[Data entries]
-----

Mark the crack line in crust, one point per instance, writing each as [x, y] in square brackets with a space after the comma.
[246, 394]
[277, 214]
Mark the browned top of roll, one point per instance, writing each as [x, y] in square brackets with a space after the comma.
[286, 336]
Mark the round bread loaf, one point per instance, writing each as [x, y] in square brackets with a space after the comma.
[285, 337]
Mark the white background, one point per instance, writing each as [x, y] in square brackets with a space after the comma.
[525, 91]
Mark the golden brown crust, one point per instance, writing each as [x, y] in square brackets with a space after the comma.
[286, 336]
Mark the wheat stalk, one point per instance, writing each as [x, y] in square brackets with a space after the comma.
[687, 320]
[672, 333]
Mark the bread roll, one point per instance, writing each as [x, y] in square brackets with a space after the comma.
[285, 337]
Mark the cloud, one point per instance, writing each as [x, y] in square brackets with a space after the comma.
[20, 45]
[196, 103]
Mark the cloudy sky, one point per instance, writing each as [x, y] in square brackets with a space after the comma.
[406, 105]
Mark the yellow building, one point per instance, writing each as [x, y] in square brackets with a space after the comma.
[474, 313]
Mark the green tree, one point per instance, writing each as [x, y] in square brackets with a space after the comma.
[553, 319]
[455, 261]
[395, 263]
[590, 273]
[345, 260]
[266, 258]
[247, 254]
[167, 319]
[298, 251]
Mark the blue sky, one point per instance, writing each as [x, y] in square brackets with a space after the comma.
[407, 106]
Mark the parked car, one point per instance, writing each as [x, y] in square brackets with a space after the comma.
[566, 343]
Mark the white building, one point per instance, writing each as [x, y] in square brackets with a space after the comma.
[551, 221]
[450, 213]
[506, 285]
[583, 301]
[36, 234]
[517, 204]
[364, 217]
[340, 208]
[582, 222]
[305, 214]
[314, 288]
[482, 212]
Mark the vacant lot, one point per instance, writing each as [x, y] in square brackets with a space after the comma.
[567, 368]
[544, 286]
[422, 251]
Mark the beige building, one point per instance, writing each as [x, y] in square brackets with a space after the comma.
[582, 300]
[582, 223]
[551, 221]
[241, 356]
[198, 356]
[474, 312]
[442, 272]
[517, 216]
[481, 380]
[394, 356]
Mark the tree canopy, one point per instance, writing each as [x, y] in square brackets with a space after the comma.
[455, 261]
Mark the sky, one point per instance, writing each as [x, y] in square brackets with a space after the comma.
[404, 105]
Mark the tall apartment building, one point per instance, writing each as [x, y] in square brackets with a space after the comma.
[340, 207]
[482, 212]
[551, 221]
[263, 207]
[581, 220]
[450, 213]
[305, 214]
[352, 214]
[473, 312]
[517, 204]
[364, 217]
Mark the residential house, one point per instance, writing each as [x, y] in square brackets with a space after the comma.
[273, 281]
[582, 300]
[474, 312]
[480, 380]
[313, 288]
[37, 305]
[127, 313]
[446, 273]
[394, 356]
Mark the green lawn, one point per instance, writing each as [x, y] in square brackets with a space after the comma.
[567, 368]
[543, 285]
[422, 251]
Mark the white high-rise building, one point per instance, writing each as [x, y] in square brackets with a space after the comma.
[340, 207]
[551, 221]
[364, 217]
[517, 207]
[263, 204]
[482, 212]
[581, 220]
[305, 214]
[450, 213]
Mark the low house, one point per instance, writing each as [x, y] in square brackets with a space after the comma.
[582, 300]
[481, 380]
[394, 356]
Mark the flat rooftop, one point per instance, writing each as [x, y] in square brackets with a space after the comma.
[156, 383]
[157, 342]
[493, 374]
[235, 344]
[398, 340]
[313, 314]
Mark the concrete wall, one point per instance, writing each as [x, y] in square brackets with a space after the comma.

-----

→ WHAT THE TASK ASKS
Repeat exactly the lines above, starting with the line that contains "Mark the white high-rise" and ending with the last line, both included, and nothing else.

→ ANSWER BOX
Mark the white high-rise building, one point per instance, writing each as [x, y] in square brackets with a space after the comma.
[340, 207]
[551, 221]
[364, 217]
[517, 207]
[263, 204]
[482, 212]
[581, 220]
[305, 214]
[450, 213]
Mark the low house, one point per instance, writing each as [x, y] in square brackets with a space after the comma.
[582, 300]
[481, 380]
[394, 356]
Mark the flat rooftop, one point per instance, writing each as [x, y] in square brackets with a space after the comma.
[156, 383]
[157, 342]
[493, 374]
[235, 344]
[398, 340]
[313, 314]
Mark the concrete wall, one point per instance, writing each as [x, y] in square brackets with a space after the comma.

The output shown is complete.